Set problem:
In the listing, rename "tabletop" to "countertop" from the line with "# trace the outline of every instance of the white tabletop" to the line with "133), (0, 132)]". Return only those lines, with everything else left as it is.

Dataset rows

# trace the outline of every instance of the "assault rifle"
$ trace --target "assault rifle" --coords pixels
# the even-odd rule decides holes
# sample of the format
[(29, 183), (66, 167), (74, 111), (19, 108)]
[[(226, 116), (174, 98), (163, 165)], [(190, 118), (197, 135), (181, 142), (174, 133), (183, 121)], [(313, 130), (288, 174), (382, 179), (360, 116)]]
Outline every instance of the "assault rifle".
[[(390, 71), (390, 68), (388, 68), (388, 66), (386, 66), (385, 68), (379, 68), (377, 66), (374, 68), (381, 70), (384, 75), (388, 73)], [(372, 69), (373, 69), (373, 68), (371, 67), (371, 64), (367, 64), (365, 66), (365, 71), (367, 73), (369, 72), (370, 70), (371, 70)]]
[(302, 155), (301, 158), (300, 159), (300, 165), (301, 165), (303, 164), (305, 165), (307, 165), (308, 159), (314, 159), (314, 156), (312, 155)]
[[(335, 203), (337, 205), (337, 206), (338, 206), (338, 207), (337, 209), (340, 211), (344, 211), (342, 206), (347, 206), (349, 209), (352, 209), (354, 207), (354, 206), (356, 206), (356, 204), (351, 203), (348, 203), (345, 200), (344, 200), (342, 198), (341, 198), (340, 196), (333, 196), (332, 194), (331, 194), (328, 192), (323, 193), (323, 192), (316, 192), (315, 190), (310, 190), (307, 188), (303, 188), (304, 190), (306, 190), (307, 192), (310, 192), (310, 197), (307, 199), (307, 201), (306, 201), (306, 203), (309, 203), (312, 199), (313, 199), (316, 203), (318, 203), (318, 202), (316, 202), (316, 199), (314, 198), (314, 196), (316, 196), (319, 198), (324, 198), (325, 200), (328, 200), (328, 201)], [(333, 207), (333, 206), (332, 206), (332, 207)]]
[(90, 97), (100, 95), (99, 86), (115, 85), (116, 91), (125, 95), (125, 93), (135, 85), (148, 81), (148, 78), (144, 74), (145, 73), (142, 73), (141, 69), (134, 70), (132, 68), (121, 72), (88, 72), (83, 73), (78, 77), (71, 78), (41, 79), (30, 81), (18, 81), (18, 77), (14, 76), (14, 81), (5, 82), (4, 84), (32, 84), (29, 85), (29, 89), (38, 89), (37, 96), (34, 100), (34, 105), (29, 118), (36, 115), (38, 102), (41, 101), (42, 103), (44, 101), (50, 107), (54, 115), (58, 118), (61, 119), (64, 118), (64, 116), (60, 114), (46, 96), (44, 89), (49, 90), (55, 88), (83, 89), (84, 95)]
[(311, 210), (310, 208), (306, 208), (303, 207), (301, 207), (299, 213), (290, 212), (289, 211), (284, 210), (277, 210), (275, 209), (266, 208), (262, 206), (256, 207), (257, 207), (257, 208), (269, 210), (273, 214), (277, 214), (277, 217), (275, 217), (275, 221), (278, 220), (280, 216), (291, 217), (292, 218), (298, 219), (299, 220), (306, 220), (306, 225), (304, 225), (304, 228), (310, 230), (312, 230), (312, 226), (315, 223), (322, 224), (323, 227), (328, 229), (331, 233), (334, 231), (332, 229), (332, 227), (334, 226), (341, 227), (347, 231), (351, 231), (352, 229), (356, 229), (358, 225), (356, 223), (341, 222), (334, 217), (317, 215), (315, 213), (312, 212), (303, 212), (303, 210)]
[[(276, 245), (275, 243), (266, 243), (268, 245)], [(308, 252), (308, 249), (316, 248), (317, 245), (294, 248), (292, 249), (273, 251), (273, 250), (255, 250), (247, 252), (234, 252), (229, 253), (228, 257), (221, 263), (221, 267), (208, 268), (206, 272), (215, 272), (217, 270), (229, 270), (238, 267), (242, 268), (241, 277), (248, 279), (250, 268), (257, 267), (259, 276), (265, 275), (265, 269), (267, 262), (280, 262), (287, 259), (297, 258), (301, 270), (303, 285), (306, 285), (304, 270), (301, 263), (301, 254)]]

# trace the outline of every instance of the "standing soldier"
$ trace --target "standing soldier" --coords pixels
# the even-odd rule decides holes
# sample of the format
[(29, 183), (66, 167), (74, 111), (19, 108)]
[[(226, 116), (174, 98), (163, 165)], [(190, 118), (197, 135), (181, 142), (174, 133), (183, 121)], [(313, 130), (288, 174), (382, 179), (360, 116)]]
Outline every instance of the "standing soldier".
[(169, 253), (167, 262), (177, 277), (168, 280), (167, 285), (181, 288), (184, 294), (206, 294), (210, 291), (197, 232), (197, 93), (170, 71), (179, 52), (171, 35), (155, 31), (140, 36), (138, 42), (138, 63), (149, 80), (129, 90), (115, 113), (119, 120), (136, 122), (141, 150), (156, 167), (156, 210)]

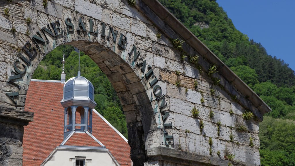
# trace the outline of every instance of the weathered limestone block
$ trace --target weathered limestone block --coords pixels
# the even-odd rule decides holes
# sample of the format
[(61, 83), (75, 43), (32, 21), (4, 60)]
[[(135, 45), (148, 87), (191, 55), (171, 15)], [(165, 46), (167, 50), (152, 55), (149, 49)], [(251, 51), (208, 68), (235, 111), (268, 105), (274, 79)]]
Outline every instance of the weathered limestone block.
[(112, 19), (113, 26), (130, 31), (131, 30), (131, 19), (124, 15), (114, 14)]
[(144, 37), (147, 36), (147, 25), (144, 22), (137, 19), (131, 20), (131, 32), (137, 35)]

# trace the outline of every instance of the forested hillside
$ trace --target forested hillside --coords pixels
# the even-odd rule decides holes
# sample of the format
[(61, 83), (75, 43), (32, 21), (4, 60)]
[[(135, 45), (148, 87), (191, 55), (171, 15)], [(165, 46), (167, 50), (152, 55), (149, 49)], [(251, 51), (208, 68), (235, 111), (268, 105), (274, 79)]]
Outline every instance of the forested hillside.
[[(259, 95), (273, 111), (260, 123), (262, 165), (295, 165), (295, 75), (283, 61), (235, 29), (213, 0), (159, 1)], [(67, 79), (76, 76), (78, 53), (58, 47), (45, 56), (33, 78), (59, 80), (63, 49)], [(96, 109), (125, 136), (126, 122), (106, 76), (81, 54), (81, 75), (94, 86)]]
[(236, 29), (215, 1), (159, 0), (272, 111), (260, 123), (262, 165), (295, 165), (295, 75)]

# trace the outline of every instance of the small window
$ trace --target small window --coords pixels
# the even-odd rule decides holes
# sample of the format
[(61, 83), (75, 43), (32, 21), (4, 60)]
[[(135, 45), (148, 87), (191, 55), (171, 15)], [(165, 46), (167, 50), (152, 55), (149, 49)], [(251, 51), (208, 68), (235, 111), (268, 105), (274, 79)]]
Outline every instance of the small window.
[(84, 166), (85, 163), (85, 159), (76, 159), (76, 166)]

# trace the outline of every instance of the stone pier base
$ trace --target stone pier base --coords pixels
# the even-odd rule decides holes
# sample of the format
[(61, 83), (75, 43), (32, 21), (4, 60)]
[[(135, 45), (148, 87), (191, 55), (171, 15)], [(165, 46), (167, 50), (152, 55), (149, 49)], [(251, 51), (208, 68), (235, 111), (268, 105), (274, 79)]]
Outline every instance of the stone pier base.
[(22, 165), (24, 126), (33, 121), (32, 113), (0, 108), (0, 165)]

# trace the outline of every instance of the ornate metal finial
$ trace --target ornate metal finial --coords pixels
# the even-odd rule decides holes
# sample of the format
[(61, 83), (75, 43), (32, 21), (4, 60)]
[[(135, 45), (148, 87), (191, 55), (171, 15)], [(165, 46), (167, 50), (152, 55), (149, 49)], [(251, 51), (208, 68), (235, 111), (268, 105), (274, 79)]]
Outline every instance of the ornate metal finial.
[(65, 73), (65, 49), (63, 49), (63, 61), (62, 61), (61, 63), (63, 64), (63, 72), (62, 72), (62, 74), (64, 74)]
[(81, 76), (80, 74), (80, 50), (79, 50), (79, 71), (78, 71), (78, 77)]
[(63, 72), (61, 72), (61, 75), (60, 77), (60, 82), (62, 83), (65, 81), (65, 49), (63, 49), (63, 60), (61, 61), (62, 63), (63, 64)]

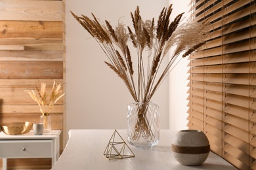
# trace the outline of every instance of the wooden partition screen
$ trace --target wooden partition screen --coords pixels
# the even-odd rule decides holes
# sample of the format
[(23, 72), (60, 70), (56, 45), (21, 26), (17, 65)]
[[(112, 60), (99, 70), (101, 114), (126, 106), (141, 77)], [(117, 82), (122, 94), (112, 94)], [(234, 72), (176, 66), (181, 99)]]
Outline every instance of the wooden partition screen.
[(256, 169), (256, 3), (192, 0), (192, 16), (211, 33), (190, 58), (190, 129), (239, 169)]

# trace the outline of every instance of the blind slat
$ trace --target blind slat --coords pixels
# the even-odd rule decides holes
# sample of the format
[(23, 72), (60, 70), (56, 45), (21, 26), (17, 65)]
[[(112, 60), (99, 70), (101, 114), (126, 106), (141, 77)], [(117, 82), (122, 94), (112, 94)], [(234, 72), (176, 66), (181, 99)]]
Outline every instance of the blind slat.
[(254, 169), (256, 1), (191, 2), (194, 20), (211, 26), (202, 50), (188, 58), (188, 113), (194, 116), (188, 126), (203, 129), (211, 150), (238, 169)]

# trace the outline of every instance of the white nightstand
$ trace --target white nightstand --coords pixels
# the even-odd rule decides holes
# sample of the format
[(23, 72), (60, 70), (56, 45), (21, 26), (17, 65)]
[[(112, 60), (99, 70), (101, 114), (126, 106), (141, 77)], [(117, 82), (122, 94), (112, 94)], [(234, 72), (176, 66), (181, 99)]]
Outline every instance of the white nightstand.
[(59, 130), (42, 135), (34, 135), (33, 131), (21, 135), (7, 135), (0, 133), (0, 158), (3, 170), (7, 169), (7, 158), (51, 158), (52, 167), (60, 156)]

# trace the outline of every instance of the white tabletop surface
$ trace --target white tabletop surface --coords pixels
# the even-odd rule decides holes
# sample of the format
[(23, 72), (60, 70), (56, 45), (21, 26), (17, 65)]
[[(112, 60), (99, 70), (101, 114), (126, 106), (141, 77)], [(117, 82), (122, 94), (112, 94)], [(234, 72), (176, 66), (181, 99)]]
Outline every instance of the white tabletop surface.
[(210, 152), (200, 166), (185, 166), (174, 158), (171, 141), (176, 131), (161, 130), (160, 143), (152, 147), (135, 147), (127, 142), (127, 130), (117, 130), (135, 157), (108, 160), (104, 150), (114, 130), (74, 129), (69, 131), (67, 145), (53, 170), (85, 169), (236, 169)]
[(0, 140), (12, 140), (12, 139), (47, 139), (58, 137), (61, 131), (60, 130), (52, 130), (49, 133), (43, 133), (42, 135), (35, 135), (33, 131), (19, 135), (8, 135), (3, 133), (0, 132)]

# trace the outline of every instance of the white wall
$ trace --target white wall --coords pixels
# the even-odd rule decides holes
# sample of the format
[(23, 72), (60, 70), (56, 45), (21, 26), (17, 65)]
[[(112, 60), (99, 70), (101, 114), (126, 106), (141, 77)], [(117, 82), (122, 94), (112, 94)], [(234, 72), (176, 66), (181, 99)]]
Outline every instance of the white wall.
[[(142, 18), (157, 20), (167, 0), (66, 1), (66, 129), (125, 129), (127, 105), (133, 102), (122, 80), (104, 63), (107, 61), (94, 39), (72, 16), (91, 16), (118, 20), (132, 27), (130, 12), (140, 7)], [(169, 81), (166, 80), (152, 101), (160, 107), (160, 128), (168, 129)]]
[[(190, 0), (170, 1), (173, 3), (173, 16), (185, 12), (183, 14), (184, 22), (189, 17), (188, 11), (190, 6), (188, 4)], [(182, 58), (176, 65), (169, 75), (169, 127), (172, 129), (188, 129), (186, 120), (188, 114), (186, 113), (188, 107), (186, 100), (188, 94), (188, 88), (186, 86), (189, 81), (187, 80), (189, 74), (187, 65), (189, 61), (187, 58)]]

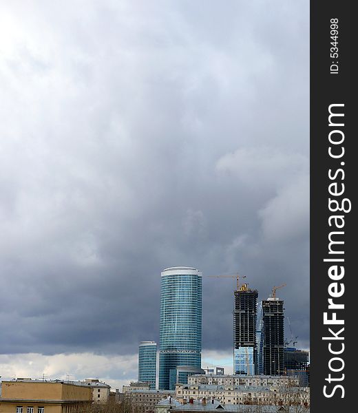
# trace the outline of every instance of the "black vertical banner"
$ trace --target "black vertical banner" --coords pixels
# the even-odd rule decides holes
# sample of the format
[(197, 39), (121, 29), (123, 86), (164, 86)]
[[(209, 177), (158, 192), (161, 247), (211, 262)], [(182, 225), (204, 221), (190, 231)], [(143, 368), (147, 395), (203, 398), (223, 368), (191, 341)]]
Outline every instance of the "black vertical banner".
[[(310, 408), (355, 410), (358, 158), (355, 3), (310, 4)], [(352, 407), (350, 407), (352, 406)]]

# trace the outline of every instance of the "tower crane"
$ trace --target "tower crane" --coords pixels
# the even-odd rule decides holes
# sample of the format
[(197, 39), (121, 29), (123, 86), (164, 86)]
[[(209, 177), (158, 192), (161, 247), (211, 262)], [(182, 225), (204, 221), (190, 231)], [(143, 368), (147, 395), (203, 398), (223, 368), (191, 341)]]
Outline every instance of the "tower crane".
[(291, 339), (289, 341), (286, 342), (286, 345), (288, 346), (288, 344), (292, 343), (293, 347), (295, 347), (295, 345), (297, 342), (297, 339), (298, 339), (298, 336), (293, 337), (293, 333), (292, 332), (292, 326), (291, 324), (290, 318), (288, 316), (286, 316), (286, 318), (287, 319), (287, 321), (288, 322), (288, 327), (290, 328)]
[(276, 298), (276, 290), (278, 290), (279, 288), (282, 288), (282, 287), (285, 287), (286, 284), (282, 284), (282, 286), (280, 286), (278, 287), (273, 287), (272, 288), (272, 297), (273, 298)]
[(242, 286), (240, 286), (240, 278), (246, 278), (246, 275), (240, 275), (238, 273), (235, 273), (235, 275), (207, 275), (207, 277), (210, 278), (236, 278), (236, 290), (246, 290), (247, 288), (247, 284), (242, 284)]

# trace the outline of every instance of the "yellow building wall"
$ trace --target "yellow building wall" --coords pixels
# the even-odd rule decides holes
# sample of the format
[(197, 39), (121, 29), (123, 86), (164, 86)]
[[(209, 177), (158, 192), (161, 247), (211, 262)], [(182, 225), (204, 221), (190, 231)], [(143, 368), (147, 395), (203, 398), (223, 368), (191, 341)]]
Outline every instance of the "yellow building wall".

Written answer:
# trace the outline of every instance of the white countertop surface
$ trace --target white countertop surface --coords pixels
# the even-odd rule decides holes
# sample of the format
[(23, 72), (60, 70), (56, 45), (21, 26), (17, 65)]
[[(112, 60), (99, 70), (101, 114), (126, 106), (141, 77)], [(117, 82), (122, 94), (112, 94)], [(234, 72), (176, 66), (181, 99)]]
Outline every instance of the white countertop surface.
[(210, 152), (200, 166), (185, 166), (174, 158), (171, 141), (176, 131), (161, 130), (160, 143), (152, 147), (135, 147), (127, 142), (127, 130), (117, 130), (135, 157), (108, 160), (104, 150), (114, 130), (74, 129), (69, 131), (67, 145), (53, 170), (85, 169), (236, 169)]
[(0, 140), (12, 140), (12, 139), (47, 139), (58, 137), (61, 131), (60, 130), (52, 130), (49, 133), (43, 133), (42, 135), (35, 135), (33, 131), (19, 135), (8, 135), (3, 133), (0, 132)]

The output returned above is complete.